- _INFORMATION SHOWN_
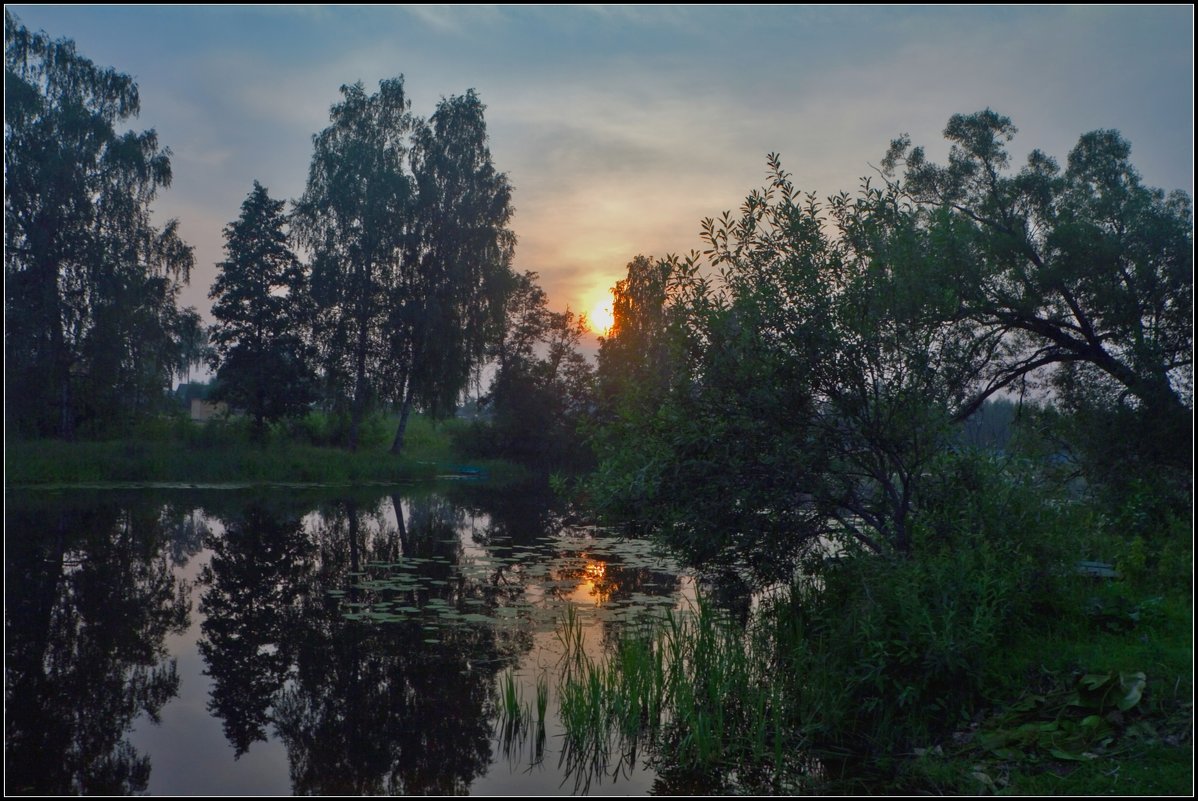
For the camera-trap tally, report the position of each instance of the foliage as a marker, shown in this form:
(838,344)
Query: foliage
(543,389)
(406,223)
(1083,269)
(803,382)
(864,656)
(92,334)
(351,218)
(447,305)
(809,392)
(259,350)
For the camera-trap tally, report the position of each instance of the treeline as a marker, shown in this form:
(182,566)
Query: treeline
(809,374)
(387,285)
(949,418)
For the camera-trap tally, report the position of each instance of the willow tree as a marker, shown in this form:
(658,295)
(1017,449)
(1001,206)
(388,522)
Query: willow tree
(92,329)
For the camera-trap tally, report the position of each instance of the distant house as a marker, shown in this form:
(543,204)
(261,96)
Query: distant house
(203,410)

- _WHAT YOU ARE ASKED TO DO_
Copy every line of the material above in which the word "camera" appears.

- _RESULT BELOW_
For the camera-trap tally, report the position of each instance of the foliage as a marker, shown in this form:
For the camera-trap tally, report the position of each instance of the treeline as a marker, shown in this form:
For the camera-trap tally, report the position of each instance of the willow tree as a marker, shown in this form:
For the camera-trap tally, report the position of each instance of the distant house as a marker, shown in this form:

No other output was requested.